start Record list

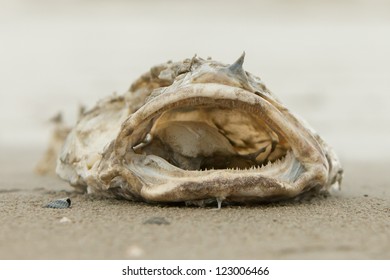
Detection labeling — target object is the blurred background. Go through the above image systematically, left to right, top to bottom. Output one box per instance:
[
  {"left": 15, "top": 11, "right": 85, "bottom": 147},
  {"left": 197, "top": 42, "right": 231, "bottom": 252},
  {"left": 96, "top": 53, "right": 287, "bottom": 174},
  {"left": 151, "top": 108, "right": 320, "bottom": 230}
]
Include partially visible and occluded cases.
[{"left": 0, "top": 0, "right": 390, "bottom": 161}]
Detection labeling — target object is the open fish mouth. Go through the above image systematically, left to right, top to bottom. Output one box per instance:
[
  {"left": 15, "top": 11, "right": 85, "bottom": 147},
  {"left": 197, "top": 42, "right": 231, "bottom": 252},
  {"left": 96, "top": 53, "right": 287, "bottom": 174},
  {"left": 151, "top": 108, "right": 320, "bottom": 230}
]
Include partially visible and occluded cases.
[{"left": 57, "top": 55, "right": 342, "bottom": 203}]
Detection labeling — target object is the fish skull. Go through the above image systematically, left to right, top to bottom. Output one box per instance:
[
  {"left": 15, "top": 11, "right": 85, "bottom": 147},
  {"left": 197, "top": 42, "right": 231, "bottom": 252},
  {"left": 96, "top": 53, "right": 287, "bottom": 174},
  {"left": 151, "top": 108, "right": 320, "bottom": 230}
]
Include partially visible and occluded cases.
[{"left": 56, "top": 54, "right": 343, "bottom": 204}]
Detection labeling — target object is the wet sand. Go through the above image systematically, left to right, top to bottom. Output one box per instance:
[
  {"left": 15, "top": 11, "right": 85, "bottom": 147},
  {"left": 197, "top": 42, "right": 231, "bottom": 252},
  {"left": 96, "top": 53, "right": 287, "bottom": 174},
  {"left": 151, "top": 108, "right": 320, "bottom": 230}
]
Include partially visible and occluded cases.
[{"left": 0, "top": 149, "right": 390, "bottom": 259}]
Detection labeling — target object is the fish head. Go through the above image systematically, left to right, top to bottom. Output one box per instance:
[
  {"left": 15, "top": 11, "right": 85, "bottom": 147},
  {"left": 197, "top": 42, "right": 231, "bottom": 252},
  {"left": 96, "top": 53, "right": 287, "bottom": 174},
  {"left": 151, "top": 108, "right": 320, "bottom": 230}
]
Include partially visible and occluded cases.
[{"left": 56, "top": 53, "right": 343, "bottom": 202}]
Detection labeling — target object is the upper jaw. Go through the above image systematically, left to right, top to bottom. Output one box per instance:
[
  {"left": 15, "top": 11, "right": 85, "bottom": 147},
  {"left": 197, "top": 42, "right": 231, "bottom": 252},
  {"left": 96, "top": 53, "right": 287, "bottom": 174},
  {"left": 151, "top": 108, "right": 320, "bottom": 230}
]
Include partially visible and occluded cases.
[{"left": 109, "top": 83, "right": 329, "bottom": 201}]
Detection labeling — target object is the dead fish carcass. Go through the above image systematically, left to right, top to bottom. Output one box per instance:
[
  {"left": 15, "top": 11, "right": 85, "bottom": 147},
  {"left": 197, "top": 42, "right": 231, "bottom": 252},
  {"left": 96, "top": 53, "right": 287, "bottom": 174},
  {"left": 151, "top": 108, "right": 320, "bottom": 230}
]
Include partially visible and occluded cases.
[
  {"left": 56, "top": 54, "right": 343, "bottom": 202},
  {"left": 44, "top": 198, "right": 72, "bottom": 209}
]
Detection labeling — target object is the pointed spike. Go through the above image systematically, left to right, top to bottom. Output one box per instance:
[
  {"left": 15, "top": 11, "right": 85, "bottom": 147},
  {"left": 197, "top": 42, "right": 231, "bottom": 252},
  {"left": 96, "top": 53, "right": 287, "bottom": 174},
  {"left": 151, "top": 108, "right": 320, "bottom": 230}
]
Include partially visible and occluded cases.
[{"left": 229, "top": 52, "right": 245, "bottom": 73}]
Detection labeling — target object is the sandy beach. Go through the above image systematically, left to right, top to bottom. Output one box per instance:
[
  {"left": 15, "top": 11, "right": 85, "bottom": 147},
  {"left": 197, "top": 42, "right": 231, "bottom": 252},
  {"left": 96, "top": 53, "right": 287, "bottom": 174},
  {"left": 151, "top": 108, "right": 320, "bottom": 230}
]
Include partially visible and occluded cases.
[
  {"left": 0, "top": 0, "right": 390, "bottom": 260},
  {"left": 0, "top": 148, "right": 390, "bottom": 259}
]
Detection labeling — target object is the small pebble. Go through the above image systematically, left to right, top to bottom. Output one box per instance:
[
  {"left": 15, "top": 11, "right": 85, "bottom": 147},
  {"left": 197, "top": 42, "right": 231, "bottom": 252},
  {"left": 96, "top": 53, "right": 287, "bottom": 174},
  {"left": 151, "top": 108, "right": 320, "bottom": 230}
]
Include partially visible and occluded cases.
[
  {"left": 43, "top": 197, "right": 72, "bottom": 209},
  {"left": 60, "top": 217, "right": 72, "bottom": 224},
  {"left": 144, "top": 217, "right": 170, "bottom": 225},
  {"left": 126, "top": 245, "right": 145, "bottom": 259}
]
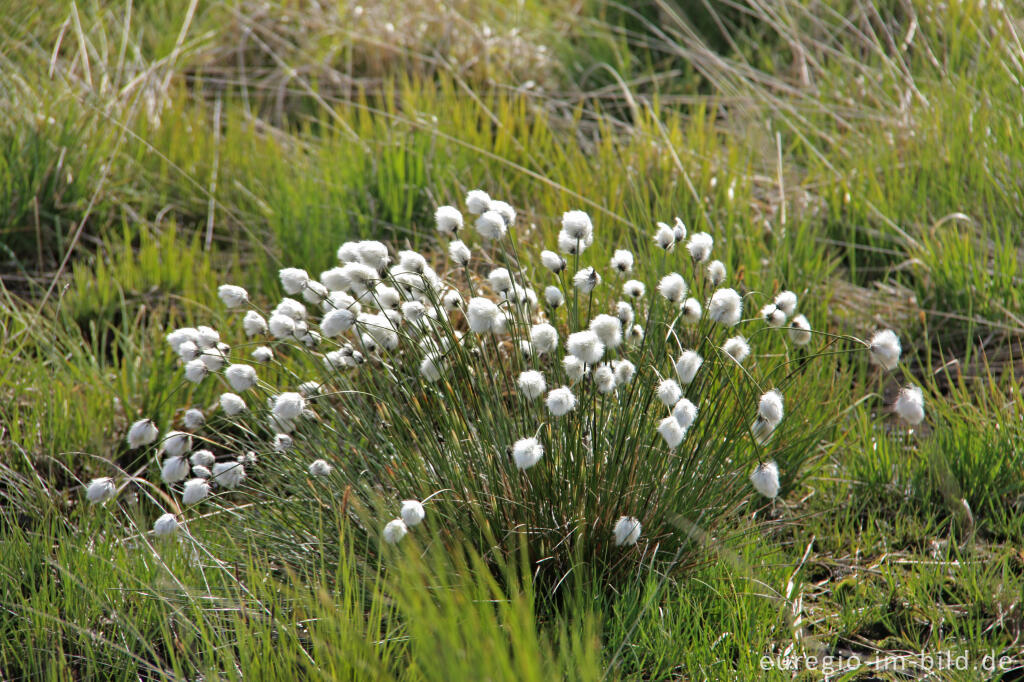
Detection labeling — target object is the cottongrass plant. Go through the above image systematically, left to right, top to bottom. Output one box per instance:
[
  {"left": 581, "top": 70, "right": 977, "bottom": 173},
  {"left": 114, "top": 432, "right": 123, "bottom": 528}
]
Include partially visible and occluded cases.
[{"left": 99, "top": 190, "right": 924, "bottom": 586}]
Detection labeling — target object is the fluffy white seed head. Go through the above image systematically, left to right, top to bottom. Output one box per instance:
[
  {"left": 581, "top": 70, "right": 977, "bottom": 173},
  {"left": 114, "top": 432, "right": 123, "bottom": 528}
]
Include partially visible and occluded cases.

end Record list

Given problem: Extract only the lines from the line containing "Detection labeling — target object is the small" through the final line of the records; keep both ends and drop every picture.

Response to this task:
Detection labeling — target object is the small pebble. Go through the above image systematically, left to right, top to bottom. Output one box per instance:
[
  {"left": 15, "top": 11, "right": 85, "bottom": 147},
  {"left": 197, "top": 42, "right": 231, "bottom": 252},
  {"left": 96, "top": 53, "right": 287, "bottom": 174},
  {"left": 151, "top": 108, "right": 320, "bottom": 230}
]
Include partially visible and occluded cases.
[
  {"left": 43, "top": 197, "right": 72, "bottom": 209},
  {"left": 60, "top": 217, "right": 72, "bottom": 224},
  {"left": 144, "top": 217, "right": 170, "bottom": 225},
  {"left": 126, "top": 245, "right": 145, "bottom": 259}
]
Detection labeling — target object is the cottongrass plant. Go through the above image systematically, left to right, top to bottom. Output one box per instance:
[
  {"left": 581, "top": 70, "right": 977, "bottom": 173},
  {"left": 114, "top": 432, "right": 123, "bottom": 528}
]
Include partially visible and occluded cases.
[{"left": 99, "top": 190, "right": 924, "bottom": 586}]
Detection labeling — target object is the fluffy white seed head. Go through the above image systematically, left to right, top to bottom. Output one box per instance:
[
  {"left": 581, "top": 70, "right": 977, "bottom": 173},
  {"left": 114, "top": 432, "right": 123, "bottom": 528}
]
Include partially visible and occluded cases.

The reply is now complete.